U.S. Patent Application Publication 2022/0244391 describes a number of approaches to compensate for DNL among the bins of the histogram. In one approach, compensation is achieved by dithering the temporal offset between the optical pulses that are used to illuminate the target scene and the gating intervals that are applied to the counters. The dither is chosen so that over a sequence of image frames, counts associated with any given time of flight are aggregated in multiple different bins. The counts are summed over multiple frames while compensating for the dithered temporal offset, with the result that DNL among the counters is averaged out and thus canceled.

Another problem arises when the depth sensing apparatus is incorporated in a mobile communication device, such as a smartphone: The mobile communication device comprises at least one radio transceiver (and often multiple radio transceivers), which communicates over the air by receiving signals in an assigned frequency band, for example a cellular communication band. Meanwhile, the sequences of short, intense current pulses that are used to drive the radiation source at high pulse repetition frequency give rise to harmonics, some of which may fall within the assigned frequency band of the transceiver. The noise due to these harmonics can degrade the signal/noise ratio (SNR) of the radio transceiver.

The above-mentioned U.S. Pat. No. 11,500,094 describes a solution to this problem, based on identifying a permitted range of the PRIs in a manner that avoids interference with the assigned frequency band of the radio transceiver. The PRI values applied by the depth mapper are chosen to be within this permitted range. The permitted range is typically defined, in other words, so that the PRIs in the permitted range will have no harmonics within the assigned frequency band.

When temporal offset dithering is used to mitigate DNL in the depth mapper, however, each dither causes a momentary distortion in the PRI, which in turn gives rise to its own set of harmonics. Even if the PRI itself has no harmonics in the radio band of concern, the additional distortion harmonics are liable to cause interference.

Embodiments of the present invention that are described herein address this problem by compensating for DNL while maintaining a constant PRI, without dithering between the laser pulses and the histogram bins. To compensate for DNL, the PRI is chosen to be different from the duration of the sampling frames that are used in counting the pulses output by the single-photon detectors, so that over a succession of sampling frames, for any given time of flight, the corresponding pulses will be distributed over different sampling intervals in different sampling frames. Specifically, by choosing a PRI whose duration, in sampling intervals, is co-prime relative to the number of sampling intervals in a sampling frame, the pulses for any given time of flight will be distributed evenly over all the sampling intervals, thus averaging out the DNL in conversion of the times of the pulses to corresponding digital values (time-to-digital conversion). Apparatus of this sort is able to achieve sub-picosecond accuracy in measuring time of flight without the risk of radio interference caused by dithering.

Thus, in the disclosed embodiments, a radiation source directs a series of optical pulses toward a target scene with a pulse repetition interval (PRI) equal to a number p of sampling intervals defined by a sample clock. An array of single-photon detectors, such as SPADs, receive the optical radiation that is reflected from the target scene and outputs electrical pulses in response to the incident photons. An array of time-to-digital converters (TDCs) detect the electrical pulses that are output by respective groups of the single-photon detectors in each of a sequence of sampling intervals in a succession of sampling frames. (Each such group may contain either a single detector or multiple neighboring detectors, to give a larger effective pixel size.)

__TASKS__:
1. Reproduce verbatim the part of the depth-sensing passage starting at "Thus, in the" and ending at "effective pixel size.)".
2. Answer these questions using the depth-sensing passage:
(a) What device does it give as an example of a mobile communication device?
(b) What can the noise due to the harmonics degrade?
(c) What does it name as an example of the single-photon detectors?

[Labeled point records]
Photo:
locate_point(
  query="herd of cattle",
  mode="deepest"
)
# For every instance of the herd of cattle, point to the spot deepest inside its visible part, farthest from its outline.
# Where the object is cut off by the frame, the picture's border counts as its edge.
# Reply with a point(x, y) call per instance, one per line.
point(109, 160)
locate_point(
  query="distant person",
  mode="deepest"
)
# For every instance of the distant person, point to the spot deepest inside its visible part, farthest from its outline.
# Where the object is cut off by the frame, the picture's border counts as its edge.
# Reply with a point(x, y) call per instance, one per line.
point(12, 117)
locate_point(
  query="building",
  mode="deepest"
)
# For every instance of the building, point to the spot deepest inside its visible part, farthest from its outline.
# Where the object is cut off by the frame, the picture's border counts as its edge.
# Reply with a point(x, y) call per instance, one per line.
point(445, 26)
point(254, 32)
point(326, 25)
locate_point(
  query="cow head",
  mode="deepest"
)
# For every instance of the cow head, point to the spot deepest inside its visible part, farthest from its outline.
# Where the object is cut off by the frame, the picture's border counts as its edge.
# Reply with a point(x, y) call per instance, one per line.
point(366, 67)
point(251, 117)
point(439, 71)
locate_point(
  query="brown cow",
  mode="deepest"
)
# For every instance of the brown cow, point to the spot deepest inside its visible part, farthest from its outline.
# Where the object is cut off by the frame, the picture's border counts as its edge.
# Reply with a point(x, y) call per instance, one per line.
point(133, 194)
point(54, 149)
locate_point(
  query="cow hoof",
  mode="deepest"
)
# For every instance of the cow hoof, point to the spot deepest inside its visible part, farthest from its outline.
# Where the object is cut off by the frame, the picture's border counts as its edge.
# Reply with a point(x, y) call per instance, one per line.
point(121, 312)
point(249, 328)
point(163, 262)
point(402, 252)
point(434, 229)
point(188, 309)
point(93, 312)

__WORKED ANSWERS__:
1.
Thus, in the disclosed embodiments, a radiation source directs a series of optical pulses toward a target scene with a pulse repetition interval (PRI) equal to a number p of sampling intervals defined by a sample clock. An array of single-photon detectors, such as SPADs, receive the optical radiation that is reflected from the target scene and outputs electrical pulses in response to the incident photons. An array of time-to-digital converters (TDCs) detect the electrical pulses that are output by respective groups of the single-photon detectors in each of a sequence of sampling intervals in a succession of sampling frames. (Each such group may contain either a single detector or multiple neighboring detectors, to give a larger effective pixel size.)

2.
(a) A smartphone.
(b) The signal/noise ratio (SNR) of the radio transceiver.
(c) SPADs.